King was cementing his ties to the circles of ecumenical liberalism at a 1963 conference on race and religion sponsored by the National Conference of Christians and Jews when he first met Heschel. Like King and Rev. Joseph Lowery approaching each other at a black preaching convention, King and Heschel did their own interfaith version of “preacheristic exaggerations” as they marveled at each other’s oratory. Any discrepancies of code, race, or theology that separated a Southern Baptist preacher from an old-world sage descended from Hasidic royalty dissolved in the myriad parallels of prophecy, passion, and poetry.
In keeping with King’s taste for Exodus, the always inventive Heschel observed that the main players at the first conference on race and religion were “Pharaoh and Moses. Moses’ words were, ‘Thus says the Lord, the God of Israel, let my people go that they may celebrate a feast unto me.’ …The outcome of that summit meeting has not come to an end. Pharaoh is not ready to capitulate. … In fact, it was easier for the children of Israel to cross the Red Sea than for a Negro to cross certain university campuses.”
If King affirmed “all God’s children,” Heschel asked the world “to remember that humanity as a whole is God’s beloved child. To act in the spirit of race is to sunder; to slash, to dismember the flesh of living community.” Racial prejudice, he said, was blasphemy, “a treacherous denial of the existence of God.”
Echoing James Bevel in Birmingham a few months earlier (“the Bible is now”), King told the audience, “Religion deals not only with the hereafter but also with the here. Here — where the precious lives of men are still sadly disfigured by poverty and hatred. Here — where millions of God’s children are being trampled by the iron feet of oppression.” Heschel said at the same conference, “We think of God in the past tense and refuse to realize that God is always present and never, never past; that God may be more intimately present in slums than in mansions.”

SET PROBLEM 1
In the passage on King and Heschel, which organization sponsored the 1963 conference on race and religion where King first met Heschel?
SET PROBLEM 2
From the passage on King and Heschel, copy verbatim the section that begins with the words containing "King was cementing" and ends with "passion, and poetry.".
The material after the passage on King and Heschel is not needed here.

INFORMATION PROVIDED
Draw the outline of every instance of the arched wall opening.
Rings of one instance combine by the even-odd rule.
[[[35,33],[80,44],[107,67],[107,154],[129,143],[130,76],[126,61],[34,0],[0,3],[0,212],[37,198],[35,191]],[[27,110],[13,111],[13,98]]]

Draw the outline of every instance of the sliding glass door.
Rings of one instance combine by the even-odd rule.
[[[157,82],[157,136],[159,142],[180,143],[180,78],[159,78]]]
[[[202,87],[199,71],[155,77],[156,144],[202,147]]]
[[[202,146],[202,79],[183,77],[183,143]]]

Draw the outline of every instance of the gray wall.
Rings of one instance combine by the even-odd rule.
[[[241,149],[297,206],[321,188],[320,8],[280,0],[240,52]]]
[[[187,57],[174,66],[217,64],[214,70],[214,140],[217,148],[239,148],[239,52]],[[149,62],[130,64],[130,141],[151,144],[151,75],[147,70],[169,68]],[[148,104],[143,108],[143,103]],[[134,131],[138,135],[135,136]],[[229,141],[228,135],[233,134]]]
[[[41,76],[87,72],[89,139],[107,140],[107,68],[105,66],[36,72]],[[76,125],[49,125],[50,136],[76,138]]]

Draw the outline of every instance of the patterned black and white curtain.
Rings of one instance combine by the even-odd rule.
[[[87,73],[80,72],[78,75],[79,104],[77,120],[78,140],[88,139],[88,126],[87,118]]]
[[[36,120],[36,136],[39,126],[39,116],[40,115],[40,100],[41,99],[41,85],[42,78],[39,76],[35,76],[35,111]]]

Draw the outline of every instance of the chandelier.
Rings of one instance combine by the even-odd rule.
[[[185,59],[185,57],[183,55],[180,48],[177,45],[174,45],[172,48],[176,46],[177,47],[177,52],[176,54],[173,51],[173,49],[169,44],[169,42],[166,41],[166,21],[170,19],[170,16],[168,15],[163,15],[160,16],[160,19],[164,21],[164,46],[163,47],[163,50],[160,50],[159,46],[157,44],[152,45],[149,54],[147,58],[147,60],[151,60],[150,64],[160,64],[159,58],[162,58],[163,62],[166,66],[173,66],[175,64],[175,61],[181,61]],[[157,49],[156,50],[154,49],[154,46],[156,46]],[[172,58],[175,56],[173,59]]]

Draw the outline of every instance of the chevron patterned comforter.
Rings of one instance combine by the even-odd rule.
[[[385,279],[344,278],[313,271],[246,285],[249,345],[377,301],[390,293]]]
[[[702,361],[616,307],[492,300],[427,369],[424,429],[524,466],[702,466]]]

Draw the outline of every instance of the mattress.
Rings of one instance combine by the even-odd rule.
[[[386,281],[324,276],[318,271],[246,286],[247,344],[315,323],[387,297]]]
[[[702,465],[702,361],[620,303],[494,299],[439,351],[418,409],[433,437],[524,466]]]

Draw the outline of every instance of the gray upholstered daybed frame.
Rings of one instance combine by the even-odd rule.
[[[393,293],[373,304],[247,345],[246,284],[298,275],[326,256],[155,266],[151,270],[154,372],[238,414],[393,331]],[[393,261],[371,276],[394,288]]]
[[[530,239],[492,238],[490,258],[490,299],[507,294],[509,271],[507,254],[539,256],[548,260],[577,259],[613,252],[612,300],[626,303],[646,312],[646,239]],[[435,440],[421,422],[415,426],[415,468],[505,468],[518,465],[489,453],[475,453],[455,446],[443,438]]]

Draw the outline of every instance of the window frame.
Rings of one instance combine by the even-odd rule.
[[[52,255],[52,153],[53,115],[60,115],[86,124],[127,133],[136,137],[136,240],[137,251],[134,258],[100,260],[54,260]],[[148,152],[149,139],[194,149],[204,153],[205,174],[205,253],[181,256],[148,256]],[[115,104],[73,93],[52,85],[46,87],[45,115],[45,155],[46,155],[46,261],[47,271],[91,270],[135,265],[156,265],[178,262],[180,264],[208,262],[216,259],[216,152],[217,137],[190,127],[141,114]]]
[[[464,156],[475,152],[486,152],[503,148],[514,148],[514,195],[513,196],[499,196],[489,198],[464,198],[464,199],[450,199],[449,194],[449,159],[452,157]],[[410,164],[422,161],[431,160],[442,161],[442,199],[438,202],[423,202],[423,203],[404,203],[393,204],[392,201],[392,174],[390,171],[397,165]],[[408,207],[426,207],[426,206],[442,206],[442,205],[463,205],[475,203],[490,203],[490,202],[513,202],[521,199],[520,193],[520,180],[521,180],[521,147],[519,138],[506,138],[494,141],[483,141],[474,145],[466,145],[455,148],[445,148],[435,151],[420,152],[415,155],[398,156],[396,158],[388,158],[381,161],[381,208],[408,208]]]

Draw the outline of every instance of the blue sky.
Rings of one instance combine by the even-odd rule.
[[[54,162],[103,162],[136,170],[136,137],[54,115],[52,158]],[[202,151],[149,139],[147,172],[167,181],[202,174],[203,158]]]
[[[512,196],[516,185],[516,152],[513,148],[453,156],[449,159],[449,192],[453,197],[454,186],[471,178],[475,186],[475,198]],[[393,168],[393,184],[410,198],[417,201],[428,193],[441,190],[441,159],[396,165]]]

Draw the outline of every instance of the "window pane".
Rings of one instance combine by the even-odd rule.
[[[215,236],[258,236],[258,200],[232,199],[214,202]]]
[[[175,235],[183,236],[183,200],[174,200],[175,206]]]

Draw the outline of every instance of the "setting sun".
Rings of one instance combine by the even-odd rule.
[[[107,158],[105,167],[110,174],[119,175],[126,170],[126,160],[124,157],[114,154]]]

CORRECT RESPONSE 1
The National Conference of Christians and Jews.

CORRECT RESPONSE 2
King was cementing his ties to the circles of ecumenical liberalism at a 1963 conference on race and religion sponsored by the National Conference of Christians and Jews when he first met Heschel. Like King and Rev. Joseph Lowery approaching each other at a black preaching convention, King and Heschel did their own interfaith version of “preacheristic exaggerations” as they marveled at each other’s oratory. Any discrepancies of code, race, or theology that separated a Southern Baptist preacher from an old-world sage descended from Hasidic royalty dissolved in the myriad parallels of prophecy, passion, and poetry.